Do this: Every entry below must be repeated exactly; skip the pictures.

Information provided:
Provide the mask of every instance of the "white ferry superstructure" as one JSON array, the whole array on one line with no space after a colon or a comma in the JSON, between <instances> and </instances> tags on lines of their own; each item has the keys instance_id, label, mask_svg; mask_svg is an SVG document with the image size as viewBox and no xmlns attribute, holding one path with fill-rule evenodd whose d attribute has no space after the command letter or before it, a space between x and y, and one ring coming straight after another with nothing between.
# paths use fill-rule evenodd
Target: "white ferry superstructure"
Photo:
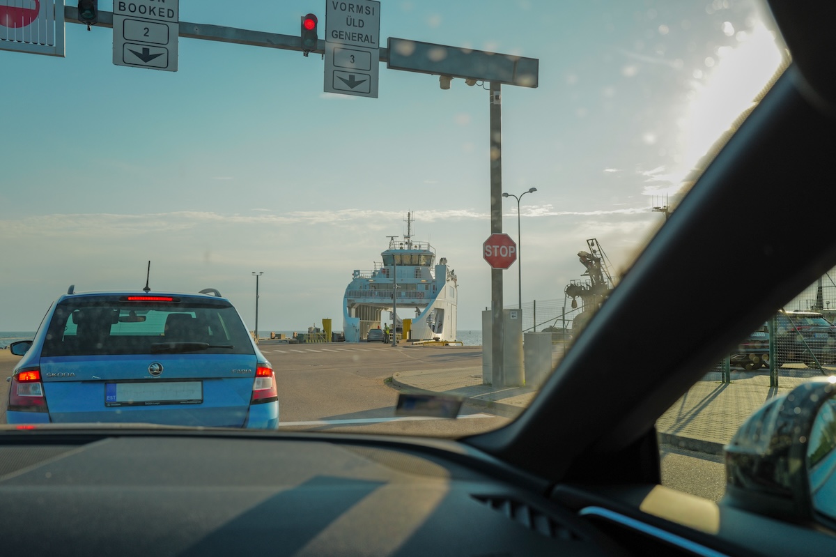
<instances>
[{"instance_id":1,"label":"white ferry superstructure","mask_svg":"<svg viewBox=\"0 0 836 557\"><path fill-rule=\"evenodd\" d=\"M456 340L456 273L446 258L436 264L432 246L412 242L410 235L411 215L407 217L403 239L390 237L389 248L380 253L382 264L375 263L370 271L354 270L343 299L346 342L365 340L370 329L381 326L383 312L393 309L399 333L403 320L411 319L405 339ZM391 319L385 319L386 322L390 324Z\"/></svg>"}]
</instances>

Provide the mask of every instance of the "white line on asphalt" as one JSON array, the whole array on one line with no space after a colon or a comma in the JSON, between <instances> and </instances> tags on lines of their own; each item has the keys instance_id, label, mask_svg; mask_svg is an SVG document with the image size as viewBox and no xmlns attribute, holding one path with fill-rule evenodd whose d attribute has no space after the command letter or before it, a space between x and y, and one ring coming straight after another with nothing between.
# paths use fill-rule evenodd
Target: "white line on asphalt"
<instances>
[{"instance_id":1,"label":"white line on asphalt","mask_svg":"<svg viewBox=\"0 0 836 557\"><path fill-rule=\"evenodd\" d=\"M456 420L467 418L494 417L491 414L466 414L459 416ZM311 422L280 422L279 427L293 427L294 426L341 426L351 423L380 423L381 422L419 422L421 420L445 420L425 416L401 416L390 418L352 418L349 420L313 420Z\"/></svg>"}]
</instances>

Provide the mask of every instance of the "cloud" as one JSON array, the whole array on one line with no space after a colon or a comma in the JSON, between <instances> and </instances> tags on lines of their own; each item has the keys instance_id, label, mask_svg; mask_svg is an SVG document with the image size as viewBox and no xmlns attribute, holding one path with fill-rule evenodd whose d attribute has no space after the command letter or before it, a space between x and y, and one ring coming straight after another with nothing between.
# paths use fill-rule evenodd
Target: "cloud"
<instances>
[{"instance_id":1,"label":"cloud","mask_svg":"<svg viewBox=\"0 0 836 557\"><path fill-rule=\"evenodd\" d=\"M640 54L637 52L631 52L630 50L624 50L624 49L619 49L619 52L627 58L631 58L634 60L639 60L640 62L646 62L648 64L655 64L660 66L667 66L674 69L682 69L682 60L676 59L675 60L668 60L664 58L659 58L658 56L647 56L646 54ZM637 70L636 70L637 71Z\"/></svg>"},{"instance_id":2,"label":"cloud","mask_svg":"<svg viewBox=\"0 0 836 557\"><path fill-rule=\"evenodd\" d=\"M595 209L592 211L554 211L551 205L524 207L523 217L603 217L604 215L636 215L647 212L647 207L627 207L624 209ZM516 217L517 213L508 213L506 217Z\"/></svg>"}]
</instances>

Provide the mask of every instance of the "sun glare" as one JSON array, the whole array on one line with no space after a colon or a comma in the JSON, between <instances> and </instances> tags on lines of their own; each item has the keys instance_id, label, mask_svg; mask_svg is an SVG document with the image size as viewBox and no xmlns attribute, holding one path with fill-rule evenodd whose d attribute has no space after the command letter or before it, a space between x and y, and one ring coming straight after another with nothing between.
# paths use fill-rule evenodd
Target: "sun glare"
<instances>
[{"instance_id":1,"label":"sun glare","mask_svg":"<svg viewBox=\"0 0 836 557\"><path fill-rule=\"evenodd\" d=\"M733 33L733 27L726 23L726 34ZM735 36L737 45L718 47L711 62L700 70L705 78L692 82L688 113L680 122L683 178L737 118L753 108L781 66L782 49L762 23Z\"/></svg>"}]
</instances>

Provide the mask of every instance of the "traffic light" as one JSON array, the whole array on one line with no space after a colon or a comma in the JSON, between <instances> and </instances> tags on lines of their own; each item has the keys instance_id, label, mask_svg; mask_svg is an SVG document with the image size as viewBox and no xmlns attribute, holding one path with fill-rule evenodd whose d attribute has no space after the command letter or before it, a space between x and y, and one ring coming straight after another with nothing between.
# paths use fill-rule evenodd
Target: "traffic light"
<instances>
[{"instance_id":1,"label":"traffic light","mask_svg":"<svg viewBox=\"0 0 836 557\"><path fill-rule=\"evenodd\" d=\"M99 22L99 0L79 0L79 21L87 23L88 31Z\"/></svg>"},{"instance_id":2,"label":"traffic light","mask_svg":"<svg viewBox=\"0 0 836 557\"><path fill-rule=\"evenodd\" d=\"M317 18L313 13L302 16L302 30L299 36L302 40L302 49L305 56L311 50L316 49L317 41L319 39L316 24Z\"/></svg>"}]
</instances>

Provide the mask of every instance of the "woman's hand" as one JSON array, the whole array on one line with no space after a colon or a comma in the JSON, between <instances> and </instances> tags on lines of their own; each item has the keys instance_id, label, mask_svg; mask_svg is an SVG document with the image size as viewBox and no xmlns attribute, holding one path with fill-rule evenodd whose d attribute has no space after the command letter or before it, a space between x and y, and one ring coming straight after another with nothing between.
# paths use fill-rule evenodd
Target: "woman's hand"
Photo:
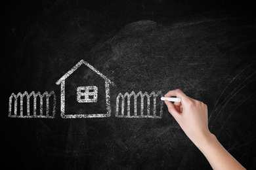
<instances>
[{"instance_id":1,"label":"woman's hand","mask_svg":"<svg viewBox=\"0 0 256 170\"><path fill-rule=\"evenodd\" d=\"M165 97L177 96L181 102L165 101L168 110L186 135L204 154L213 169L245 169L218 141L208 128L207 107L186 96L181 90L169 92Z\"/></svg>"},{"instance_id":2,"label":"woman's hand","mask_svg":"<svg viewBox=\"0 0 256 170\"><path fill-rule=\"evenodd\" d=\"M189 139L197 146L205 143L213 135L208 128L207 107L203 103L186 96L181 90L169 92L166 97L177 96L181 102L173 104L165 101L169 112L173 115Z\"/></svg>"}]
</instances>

Written solution:
Provide the mask of every instance of the "white ferry superstructure" as one JSON array, the whole array on one line with no space after a colon or a comma in the JSON, between <instances> and </instances> tags on lines of their own; each item has the keys instance_id, label, mask_svg; mask_svg is an SVG document with the image size as viewBox and no xmlns attribute, holding one path with fill-rule evenodd whose d attribute has no space after the command letter or before it, a space between x and y, and one ring coming straight after another with nothing between.
# paths use fill-rule evenodd
Target: "white ferry superstructure"
Photo:
<instances>
[{"instance_id":1,"label":"white ferry superstructure","mask_svg":"<svg viewBox=\"0 0 836 557\"><path fill-rule=\"evenodd\" d=\"M456 340L456 273L446 258L436 264L432 246L412 242L410 235L411 215L407 217L403 239L390 237L389 248L380 253L382 264L375 263L370 271L354 270L343 299L346 342L365 340L370 329L381 326L383 312L393 309L399 333L403 320L411 319L405 339ZM391 319L385 319L386 322L390 324Z\"/></svg>"}]
</instances>

Provide the mask of every instance of the "white line on asphalt" as one JSON array, the whole array on one line with no space after a colon or a comma in the JSON, between <instances> and </instances> tags on lines of their own; each item has the keys instance_id, label, mask_svg; mask_svg is an SVG document with the image size as viewBox and no xmlns attribute, holding one path with fill-rule evenodd whose d attribute has no space after the command letter or before it, a space between x and y, and one ring coming straight after another with nothing between.
# paths use fill-rule evenodd
Target: "white line on asphalt"
<instances>
[{"instance_id":1,"label":"white line on asphalt","mask_svg":"<svg viewBox=\"0 0 836 557\"><path fill-rule=\"evenodd\" d=\"M456 420L467 418L494 417L491 414L466 414L459 416ZM311 422L280 422L279 427L293 427L294 426L341 426L351 423L380 423L381 422L419 422L421 420L445 420L425 416L401 416L390 418L352 418L349 420L313 420Z\"/></svg>"}]
</instances>

Provide the mask of every instance of the "cloud" as one JSON array, the whole array on one line with no space after a colon or a comma in the JSON, between <instances> and </instances> tags on lines of their own; each item has the keys instance_id, label, mask_svg; mask_svg is an SVG document with the image size as viewBox and no xmlns attribute, holding one path with fill-rule evenodd whose d attribute has no space after the command letter or before it, a space between x and y, and one ring coming straight after another with nothing between.
# paths use fill-rule evenodd
Target: "cloud"
<instances>
[{"instance_id":1,"label":"cloud","mask_svg":"<svg viewBox=\"0 0 836 557\"><path fill-rule=\"evenodd\" d=\"M640 54L637 52L631 52L630 50L624 50L624 49L619 49L619 52L627 58L631 58L634 60L639 60L640 62L646 62L648 64L655 64L660 66L667 66L674 69L682 69L682 60L676 59L675 60L668 60L664 58L659 58L658 56L647 56L646 54ZM637 70L636 70L637 71Z\"/></svg>"},{"instance_id":2,"label":"cloud","mask_svg":"<svg viewBox=\"0 0 836 557\"><path fill-rule=\"evenodd\" d=\"M595 209L592 211L554 211L551 205L524 207L523 217L603 217L604 215L636 215L647 212L647 207L627 207L624 209ZM516 217L517 213L508 213L506 217Z\"/></svg>"}]
</instances>

Provide the mask of every instance of the "sun glare" as one JSON array, the whole array on one line with no space after a colon or a comma in the JSON, between <instances> and </instances> tags on lines of their own; each item has the keys instance_id, label, mask_svg; mask_svg is an SVG document with the image size as viewBox and no xmlns attribute, holding one path with fill-rule evenodd whose d attribute has no space after the command letter or before it, a space between x and y, and one ring coming straight after another with nothing between.
# paths use fill-rule evenodd
Target: "sun glare"
<instances>
[{"instance_id":1,"label":"sun glare","mask_svg":"<svg viewBox=\"0 0 836 557\"><path fill-rule=\"evenodd\" d=\"M733 33L733 27L726 23L726 34ZM735 36L737 45L718 47L711 62L700 70L705 78L692 82L688 113L680 122L683 178L737 118L753 108L781 66L782 49L762 23Z\"/></svg>"}]
</instances>

Provide the mask of every instance of the "traffic light" as one JSON array, the whole array on one line with no space after a colon or a comma in the JSON, between <instances> and </instances> tags on lines of their own; each item has the keys instance_id, label, mask_svg; mask_svg is an SVG document with the image size as viewBox and no xmlns attribute, holding one path with fill-rule evenodd whose d attribute has no space after the command letter or before it, a space between x and y, and one ring coming straight after another with nothing between.
# paths use fill-rule evenodd
Target: "traffic light"
<instances>
[{"instance_id":1,"label":"traffic light","mask_svg":"<svg viewBox=\"0 0 836 557\"><path fill-rule=\"evenodd\" d=\"M99 22L99 0L79 0L79 21L87 23L88 31Z\"/></svg>"},{"instance_id":2,"label":"traffic light","mask_svg":"<svg viewBox=\"0 0 836 557\"><path fill-rule=\"evenodd\" d=\"M317 18L313 13L302 16L302 30L299 36L302 40L302 49L305 56L311 50L316 49L317 41L319 39L316 24Z\"/></svg>"}]
</instances>

Provide the mask of every instance of the "woman's hand" as one JSON array, the whole array on one line with no space after a colon or a comma in the JSON, between <instances> and </instances> tags on lines of their own; each item has the keys instance_id, label, mask_svg; mask_svg is an SVG document with the image size as viewBox and no xmlns attribute, holding one path with fill-rule evenodd whose d attribute has no space after the command letter or before it, a space between x and y, and one ring coming straight after another with nothing between.
# paths use fill-rule evenodd
Target: "woman's hand"
Photo:
<instances>
[{"instance_id":1,"label":"woman's hand","mask_svg":"<svg viewBox=\"0 0 256 170\"><path fill-rule=\"evenodd\" d=\"M165 97L177 96L181 102L165 101L168 110L186 135L204 154L213 169L245 169L218 141L208 128L207 107L186 96L181 90L169 92Z\"/></svg>"},{"instance_id":2,"label":"woman's hand","mask_svg":"<svg viewBox=\"0 0 256 170\"><path fill-rule=\"evenodd\" d=\"M189 139L197 146L205 143L213 135L208 128L207 107L203 103L186 96L181 90L169 92L166 97L177 96L181 102L173 104L165 101L169 112L173 115Z\"/></svg>"}]
</instances>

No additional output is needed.